### Selection
<<<<

ENVIRONMENT VARIABLES
       TMPDIR, TEMP, TMP
	      In decreasing order of importance, specifies the directory to
	      use for temporary	files (inherited from Python's tempfile
	      module).	Eventually the option --tempdir	supercedes any of
	      these.

       FTP_PASSWORD
	      Supported	by most	backends which are password capable. More
	      secure than setting it in	the backend url	(which might be
	      readable in the operating	systems	process	listing	to other users
	      on the same machine).

       PASSPHRASE
	      This passphrase is passed	to GnuPG. If this is not set, the user
	      will be prompted for the passphrase.

>>>>

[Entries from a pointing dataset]
<<<<

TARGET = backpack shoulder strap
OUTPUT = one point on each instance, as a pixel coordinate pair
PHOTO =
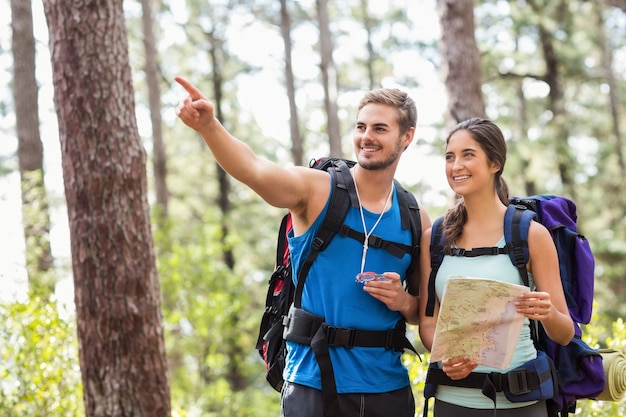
(410, 217)
(340, 200)
(436, 258)
(516, 224)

>>>>

### Written problem A
Reproduce the environment variables section between "FTP_PASSWORD" and "for the passphrase.", inclusive.
### Written problem B
Answer these questions using the environment variables section:
(i) Which option supersedes TMPDIR, TEMP, and TMP?
(ii) Where might a password set in the backend url be readable to other users on the same machine?
(iii) To which program is the PASSPHRASE value passed?

### Full answer A
FTP_PASSWORD
	      Supported	by most	backends which are password capable. More
	      secure than setting it in	the backend url	(which might be
	      readable in the operating	systems	process	listing	to other users
	      on the same machine).

       PASSPHRASE
	      This passphrase is passed	to GnuPG. If this is not set, the user
	      will be prompted for the passphrase.

### Full answer B
(i) The --tempdir option.
(ii) In the operating system's process listing.
(iii) GnuPG.